### Prompt
Output every line below as it stands, dropping only the images.
===== Information provided
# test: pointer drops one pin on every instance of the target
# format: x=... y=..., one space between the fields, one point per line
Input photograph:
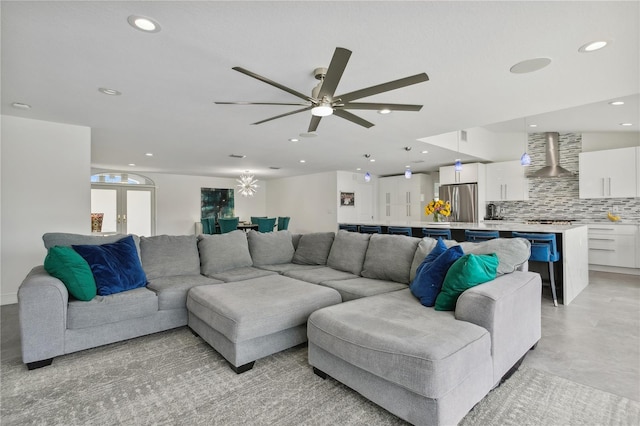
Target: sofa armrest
x=509 y=307
x=42 y=308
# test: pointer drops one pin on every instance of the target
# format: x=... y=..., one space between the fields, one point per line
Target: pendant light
x=525 y=159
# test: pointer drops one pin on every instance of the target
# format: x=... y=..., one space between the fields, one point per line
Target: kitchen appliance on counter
x=464 y=201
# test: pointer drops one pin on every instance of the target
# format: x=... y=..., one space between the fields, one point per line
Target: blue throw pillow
x=116 y=266
x=429 y=278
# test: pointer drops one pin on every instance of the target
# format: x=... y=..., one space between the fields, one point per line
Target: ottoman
x=422 y=365
x=247 y=320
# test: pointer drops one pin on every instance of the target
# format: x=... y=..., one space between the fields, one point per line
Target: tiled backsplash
x=558 y=197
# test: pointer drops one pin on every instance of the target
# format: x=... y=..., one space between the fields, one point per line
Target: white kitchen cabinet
x=610 y=173
x=470 y=173
x=613 y=245
x=506 y=181
x=403 y=200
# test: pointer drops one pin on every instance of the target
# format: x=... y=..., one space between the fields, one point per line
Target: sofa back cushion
x=270 y=248
x=314 y=248
x=348 y=251
x=389 y=257
x=170 y=255
x=512 y=252
x=222 y=252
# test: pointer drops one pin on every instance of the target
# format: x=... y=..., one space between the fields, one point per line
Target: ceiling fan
x=323 y=102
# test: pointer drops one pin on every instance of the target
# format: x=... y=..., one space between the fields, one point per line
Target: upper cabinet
x=609 y=174
x=403 y=200
x=506 y=181
x=470 y=173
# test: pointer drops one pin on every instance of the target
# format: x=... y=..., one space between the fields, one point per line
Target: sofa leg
x=320 y=373
x=39 y=364
x=242 y=368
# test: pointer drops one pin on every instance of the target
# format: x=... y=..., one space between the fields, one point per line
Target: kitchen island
x=572 y=271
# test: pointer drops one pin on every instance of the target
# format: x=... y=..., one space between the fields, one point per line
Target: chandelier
x=247 y=185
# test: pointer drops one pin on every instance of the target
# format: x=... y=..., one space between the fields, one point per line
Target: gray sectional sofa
x=250 y=295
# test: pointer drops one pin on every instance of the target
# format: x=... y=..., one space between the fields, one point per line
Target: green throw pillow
x=468 y=271
x=68 y=266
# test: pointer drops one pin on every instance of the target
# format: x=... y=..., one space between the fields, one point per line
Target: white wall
x=598 y=141
x=310 y=201
x=45 y=170
x=178 y=201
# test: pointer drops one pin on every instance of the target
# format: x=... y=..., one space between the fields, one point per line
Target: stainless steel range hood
x=552 y=151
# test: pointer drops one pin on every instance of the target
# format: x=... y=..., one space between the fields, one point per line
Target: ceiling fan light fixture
x=322 y=110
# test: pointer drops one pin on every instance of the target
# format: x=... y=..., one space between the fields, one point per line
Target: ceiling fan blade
x=334 y=72
x=374 y=106
x=352 y=117
x=384 y=87
x=313 y=125
x=283 y=115
x=272 y=83
x=261 y=103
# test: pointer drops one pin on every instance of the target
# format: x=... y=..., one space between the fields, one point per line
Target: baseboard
x=8 y=298
x=615 y=269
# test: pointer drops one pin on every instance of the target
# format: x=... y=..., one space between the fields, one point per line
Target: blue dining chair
x=228 y=224
x=543 y=249
x=266 y=224
x=283 y=223
x=436 y=232
x=370 y=229
x=477 y=236
x=401 y=230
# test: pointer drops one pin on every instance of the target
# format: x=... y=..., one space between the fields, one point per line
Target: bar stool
x=477 y=236
x=543 y=249
x=370 y=229
x=402 y=230
x=435 y=233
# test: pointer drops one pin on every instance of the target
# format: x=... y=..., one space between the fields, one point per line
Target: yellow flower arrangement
x=438 y=208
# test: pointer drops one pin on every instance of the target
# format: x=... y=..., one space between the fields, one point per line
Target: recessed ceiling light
x=20 y=105
x=530 y=65
x=141 y=23
x=592 y=46
x=110 y=92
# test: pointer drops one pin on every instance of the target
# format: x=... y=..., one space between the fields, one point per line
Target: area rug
x=175 y=377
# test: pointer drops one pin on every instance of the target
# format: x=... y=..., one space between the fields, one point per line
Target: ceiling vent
x=552 y=151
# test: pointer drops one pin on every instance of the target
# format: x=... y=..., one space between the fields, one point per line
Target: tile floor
x=594 y=341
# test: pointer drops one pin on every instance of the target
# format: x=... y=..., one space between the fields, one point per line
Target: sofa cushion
x=431 y=273
x=170 y=255
x=52 y=239
x=101 y=310
x=116 y=266
x=348 y=251
x=468 y=271
x=392 y=336
x=424 y=248
x=512 y=252
x=389 y=257
x=68 y=266
x=242 y=274
x=318 y=275
x=222 y=252
x=270 y=248
x=355 y=288
x=314 y=248
x=172 y=291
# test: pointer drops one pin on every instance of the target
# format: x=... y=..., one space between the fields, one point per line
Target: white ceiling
x=55 y=56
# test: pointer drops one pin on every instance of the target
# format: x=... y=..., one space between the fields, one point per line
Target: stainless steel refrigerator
x=464 y=201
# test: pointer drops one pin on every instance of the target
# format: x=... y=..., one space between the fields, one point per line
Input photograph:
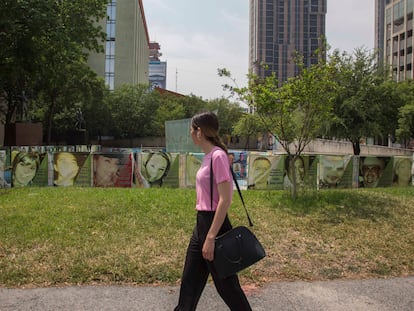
==========
### Response for this exercise
# test: pointer drops one pin on every instance of the target
# format: x=... y=..., one space between the fields, one point per line
Input photograph:
Target: sofa armrest
x=509 y=307
x=42 y=308
# test: pointer drops one pin on every instance of the target
# format: x=... y=..., one space between the fields, one point per line
Target: pendant light
x=525 y=159
# test: pointer drops one pin on every instance of the target
# format: x=... y=..., one space between the fields, one point per line
Target: kitchen appliance on counter
x=464 y=201
# test: pointer drops one pin on every instance of the target
# format: x=... y=..., one space between the fields, one point per line
Target: blue throw pillow
x=116 y=266
x=429 y=278
# test: pointer drops one pin on every instance of the target
# format: x=... y=..., one space between the fields, one point per line
Target: ottoman
x=422 y=365
x=247 y=320
# test: pointer drops one pin on every instance of the target
# format: x=... y=..., one space between the fields, one point per line
Target: tiled backsplash
x=558 y=197
# test: pointer drops one pin on every instance of the target
# format: x=... y=..., one space between the fields, one point per line
Target: white kitchen cabinet
x=610 y=173
x=470 y=173
x=613 y=245
x=506 y=181
x=403 y=200
# test: pointer drops one pin on every instance of the target
# format: x=... y=..., one space between the fields, one point per line
Target: sofa back cushion
x=270 y=248
x=314 y=248
x=348 y=251
x=389 y=257
x=170 y=255
x=512 y=252
x=222 y=252
# test: pointer drops one pin on every instance of the target
# format: x=... y=..., one space between the fields, one point per line
Target: ceiling fan
x=323 y=102
# test: pointer drops one pin on every instance of the target
# format: x=... y=..., one space between the fields, one point per line
Target: upper cabinet
x=609 y=174
x=403 y=200
x=506 y=181
x=470 y=173
# test: pointer drops one pin on every instance of the target
# format: x=... y=..., one space between the fields, one point per line
Target: sofa leg
x=320 y=373
x=39 y=364
x=242 y=368
# test: pointer drops one pin on every instance of the target
# format: x=... y=..., one space between the fields, one point per line
Target: kitchen island
x=572 y=271
# test: pointer drops one pin on every instance of the target
# format: x=... y=..., one space between the fields, one point per line
Target: chandelier
x=247 y=185
# test: pointer drops one pin on every instance of the target
# format: x=... y=..., one space between the fields, one point per line
Target: gray sectional sofa
x=250 y=295
# test: pointer drops one pin on every instance of the target
# format: x=... y=..., one space between the fields, one point per line
Target: green throw pillow
x=468 y=271
x=68 y=266
# test: pointer drops one pin on every instance of the target
# format: x=... y=..., one space between the fields, one point per line
Target: white wall
x=598 y=141
x=310 y=201
x=45 y=170
x=178 y=201
# test: pointer drops one pin on every instance of the target
# format: x=... y=..., one space between the fields, one point per line
Target: stainless steel range hood
x=552 y=151
# test: pointer drops one pin on every instance of the target
# format: x=... y=..., one space between the fields, one point per line
Target: ceiling fan light fixture
x=322 y=110
# test: pointer drops one pin on every instance of the target
# format: x=... y=..., one space between the fields, one point per line
Target: ceiling fan blade
x=334 y=72
x=374 y=106
x=352 y=117
x=384 y=87
x=313 y=125
x=283 y=115
x=272 y=83
x=261 y=103
# test: pointer drops one pin on every instance of the target
# format: x=... y=..., one space between the fields, one point per line
Target: baseboard
x=8 y=298
x=615 y=269
# test: pointer drops one pin on every instance of the target
# format: x=... y=..., one space between the fields, one point per line
Target: blue dining chair
x=228 y=224
x=543 y=249
x=266 y=224
x=283 y=223
x=436 y=232
x=370 y=229
x=477 y=236
x=401 y=230
# test: pointer drops one pin on every instance of the target
# format: x=... y=..., one space between the fields, one point per line
Target: bar stool
x=477 y=236
x=543 y=249
x=370 y=229
x=402 y=230
x=435 y=233
# test: pointer drops one pin on every instance of the target
# format: x=... y=..., one space between the fields, one point per line
Target: yellow flower arrangement
x=438 y=208
# test: pointer drops one pin on every instance of the target
# format: x=... y=..., one space between the fields, one point per line
Target: recessed ceiling light
x=20 y=105
x=530 y=65
x=141 y=23
x=592 y=46
x=110 y=92
# test: pointer drops one pin on every instance of the target
# format: x=... y=..., one space between the fields, one point per line
Target: area rug
x=175 y=377
# test: pointer drops one pin on every instance of the target
# format: x=... y=..., one space between the fields, one point per line
Target: ceiling vent
x=552 y=151
# test: pointer drops one pin on every instance of the target
# format: x=... y=..., one space between the fields, one point per line
Target: tile floor
x=594 y=341
# test: pointer drops one pin on every instance of the target
# format: x=... y=..., one space between the fields, one point per line
Target: sofa cushion
x=431 y=273
x=170 y=255
x=52 y=239
x=101 y=310
x=116 y=266
x=348 y=251
x=468 y=271
x=392 y=336
x=424 y=248
x=512 y=252
x=389 y=257
x=68 y=266
x=242 y=274
x=318 y=275
x=222 y=252
x=270 y=248
x=355 y=288
x=314 y=248
x=172 y=291
# test: pointer drops one pin on every instance of the target
# format: x=... y=..., one space between the fields, one point per line
Target: white ceiling
x=55 y=56
# test: pointer drops one pin on every instance of the target
# format: x=... y=..., one space between the fields, one point per line
Target: stainless steel refrigerator
x=464 y=201
# test: pointer drops one pin on every instance of the target
# format: x=... y=..., one space between the fields, one point per line
Input photograph:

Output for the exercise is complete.